• Aim: Extract every line from the rows below that contains the word "tower", copying each one unchanged.

* Begin *

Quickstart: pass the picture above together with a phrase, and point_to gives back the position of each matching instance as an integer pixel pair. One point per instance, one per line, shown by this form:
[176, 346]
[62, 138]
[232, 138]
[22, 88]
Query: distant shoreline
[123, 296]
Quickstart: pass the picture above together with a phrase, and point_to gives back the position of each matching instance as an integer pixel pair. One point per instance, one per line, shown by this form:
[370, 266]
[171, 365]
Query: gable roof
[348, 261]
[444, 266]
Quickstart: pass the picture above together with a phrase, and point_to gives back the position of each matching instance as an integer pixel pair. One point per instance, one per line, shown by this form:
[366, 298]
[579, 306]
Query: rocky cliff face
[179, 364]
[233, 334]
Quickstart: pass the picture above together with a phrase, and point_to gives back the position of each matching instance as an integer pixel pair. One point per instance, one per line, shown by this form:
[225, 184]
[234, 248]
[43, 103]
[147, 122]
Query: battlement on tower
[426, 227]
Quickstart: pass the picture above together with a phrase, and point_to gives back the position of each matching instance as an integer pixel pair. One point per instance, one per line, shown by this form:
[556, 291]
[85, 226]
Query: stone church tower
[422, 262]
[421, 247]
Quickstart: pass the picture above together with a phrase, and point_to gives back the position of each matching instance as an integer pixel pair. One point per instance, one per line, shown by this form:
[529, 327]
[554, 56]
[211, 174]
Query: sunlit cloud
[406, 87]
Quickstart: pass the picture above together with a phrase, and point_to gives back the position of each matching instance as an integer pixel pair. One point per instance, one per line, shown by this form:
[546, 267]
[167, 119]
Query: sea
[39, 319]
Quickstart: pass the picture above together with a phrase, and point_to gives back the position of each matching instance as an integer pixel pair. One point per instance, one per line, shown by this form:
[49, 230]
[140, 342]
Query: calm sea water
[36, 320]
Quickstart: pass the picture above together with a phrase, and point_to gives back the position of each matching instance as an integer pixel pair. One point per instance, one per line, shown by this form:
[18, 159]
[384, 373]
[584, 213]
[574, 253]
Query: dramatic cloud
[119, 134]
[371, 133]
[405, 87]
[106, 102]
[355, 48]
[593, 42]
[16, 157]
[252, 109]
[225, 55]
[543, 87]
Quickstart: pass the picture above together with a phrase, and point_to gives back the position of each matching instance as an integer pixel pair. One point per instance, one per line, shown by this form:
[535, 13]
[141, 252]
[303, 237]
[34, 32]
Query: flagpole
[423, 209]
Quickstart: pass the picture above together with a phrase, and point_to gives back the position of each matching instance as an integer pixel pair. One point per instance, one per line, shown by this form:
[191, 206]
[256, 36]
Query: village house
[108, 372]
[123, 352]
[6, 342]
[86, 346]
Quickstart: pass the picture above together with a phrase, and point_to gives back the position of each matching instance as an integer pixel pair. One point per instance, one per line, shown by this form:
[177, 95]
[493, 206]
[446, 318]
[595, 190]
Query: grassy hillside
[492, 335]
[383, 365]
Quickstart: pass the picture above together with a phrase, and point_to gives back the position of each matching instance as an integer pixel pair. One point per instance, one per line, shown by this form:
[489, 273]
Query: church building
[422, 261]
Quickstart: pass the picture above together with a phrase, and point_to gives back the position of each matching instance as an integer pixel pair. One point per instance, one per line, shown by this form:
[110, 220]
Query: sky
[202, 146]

* End *

• Full solution:
Query: battlement on tower
Query: stone church tower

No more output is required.